Update the post about old songs from "Some try to keep Him held" up to and including "box him up.", putting "museum piece" wherever "historical figure" appears.

__DOCUMENT EXCERPT__
· · · · ·

The “Old” Songs

There’s a great song by Ron Kenoly with the line:

Some try to keep Him wrapped in a manger.
Some try to keep Him nailed up on a cross.
Some try to keep Him held down in the cold dark grave,
But He’s coming on a white horse!

Of course, the point is that Jesus isn’t simply some historical figure of the past, but he is very much alive today.

I think we tend to forget that important truth. In fact, if we’re completely honest, I think it makes us a little uncomfortable. We’re much more comfortable thinking of him as a historical figure than as an active, living person who wants to be involved in everything we think and do. If he exists only in the past we can study him, understand him, and box him up.

What an amazing man he was!

He changed the course of history.

The year is 2016. Two thousand and sixteen years from…what? See that? Every day we change the calendar we acknowledge the impact Jesus had on our world.

But here’s the thing: he’s not done.

He’s still alive. He still changes history.

Ok, I’m going to make a transition here. Go with me…

I love the old songs. Really, I do! When I sing the songs I grew up singing in church, I remember those days when my faith was still new. I grow nostalgic about the little church that played such a significant role in my spiritual life. The people who loved me, tolerated me, and influenced me. I am indescribably grateful for them all! It’s good to look back and see how God has worked in the past.

But the church isn’t about nostalgia.

The church is about the living Jesus.

old-songs

There’s not a thing wrong with loving the old songs. It’s why we have “oldies” radio stations. It’s why the Gaither “Homecoming” concerts are always so well attended. It’s why people still get together and sing “Sacred Harp” music. It’s why I still listen to “big band” music. It’s even why we have symphony orchestras and opera companies. There is great art, and culture from the past represented by all this music. It absolutely should be preserved and enjoyed.

But that’s not the church’s job.

We don’t keep “real” worship alive by singing the old songs. We don’t keep Jesus alive by preserving the preferences and culture of a previous generation. Jesus is alive without our help. Maybe even in spite of it. We cannot keep him contained, and it’s wrong for us to try.

· · · · ·

__EXTRACTED MATERIAL__
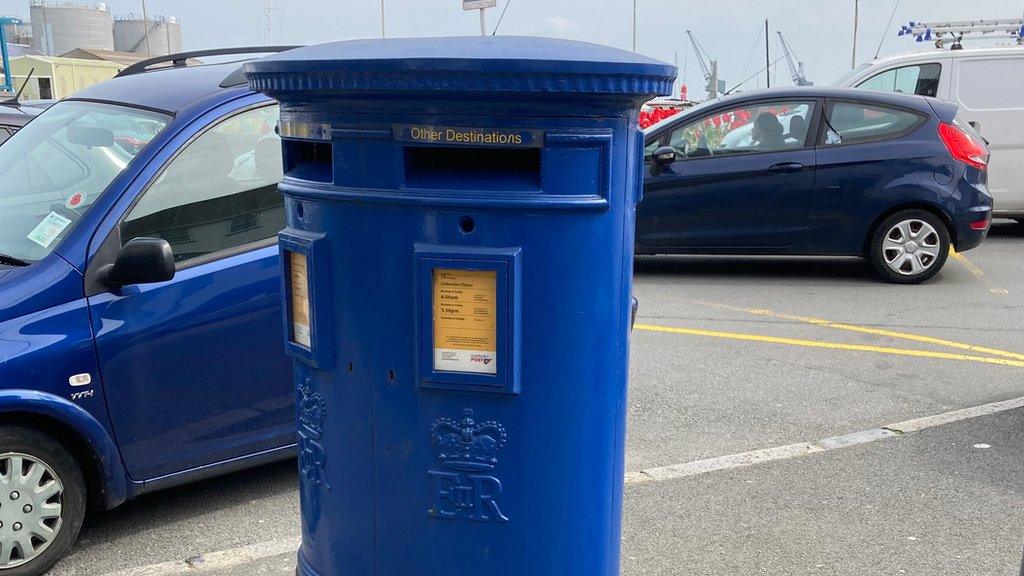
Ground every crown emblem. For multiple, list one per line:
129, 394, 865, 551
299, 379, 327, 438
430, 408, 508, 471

· · · · ·

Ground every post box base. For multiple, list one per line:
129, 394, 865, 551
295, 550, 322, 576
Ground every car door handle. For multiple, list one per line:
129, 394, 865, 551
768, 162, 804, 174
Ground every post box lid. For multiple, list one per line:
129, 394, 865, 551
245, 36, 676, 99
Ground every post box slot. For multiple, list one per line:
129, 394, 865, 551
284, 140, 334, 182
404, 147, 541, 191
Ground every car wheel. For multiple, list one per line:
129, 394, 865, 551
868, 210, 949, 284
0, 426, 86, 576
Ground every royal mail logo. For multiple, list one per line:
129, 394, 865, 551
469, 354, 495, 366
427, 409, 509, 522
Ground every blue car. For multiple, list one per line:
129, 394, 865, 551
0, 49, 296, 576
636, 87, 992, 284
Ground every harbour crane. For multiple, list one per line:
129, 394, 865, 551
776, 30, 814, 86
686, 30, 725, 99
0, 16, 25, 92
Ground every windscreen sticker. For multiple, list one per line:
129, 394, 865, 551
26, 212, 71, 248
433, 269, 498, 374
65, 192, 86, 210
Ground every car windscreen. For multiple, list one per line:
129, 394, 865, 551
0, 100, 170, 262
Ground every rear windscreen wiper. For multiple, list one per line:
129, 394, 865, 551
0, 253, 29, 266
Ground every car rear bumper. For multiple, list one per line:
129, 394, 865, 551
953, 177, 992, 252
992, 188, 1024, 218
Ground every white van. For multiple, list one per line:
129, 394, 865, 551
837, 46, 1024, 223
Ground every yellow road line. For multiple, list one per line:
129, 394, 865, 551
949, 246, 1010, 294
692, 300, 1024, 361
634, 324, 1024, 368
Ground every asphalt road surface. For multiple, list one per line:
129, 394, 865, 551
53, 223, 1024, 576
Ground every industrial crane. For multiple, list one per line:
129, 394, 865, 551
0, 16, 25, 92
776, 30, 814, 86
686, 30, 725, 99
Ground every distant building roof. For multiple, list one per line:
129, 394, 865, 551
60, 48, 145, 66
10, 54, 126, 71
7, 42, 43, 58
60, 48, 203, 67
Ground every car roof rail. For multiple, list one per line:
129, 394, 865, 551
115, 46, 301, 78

· · · · ·

__ANSWER FOR THE TASK__
Some try to keep Him held down in the cold dark grave,
But He’s coming on a white horse!

Of course, the point is that Jesus isn’t simply some museum piece of the past, but he is very much alive today.

I think we tend to forget that important truth. In fact, if we’re completely honest, I think it makes us a little uncomfortable. We’re much more comfortable thinking of him as a museum piece than as an active, living person who wants to be involved in everything we think and do. If he exists only in the past we can study him, understand him, and box him up.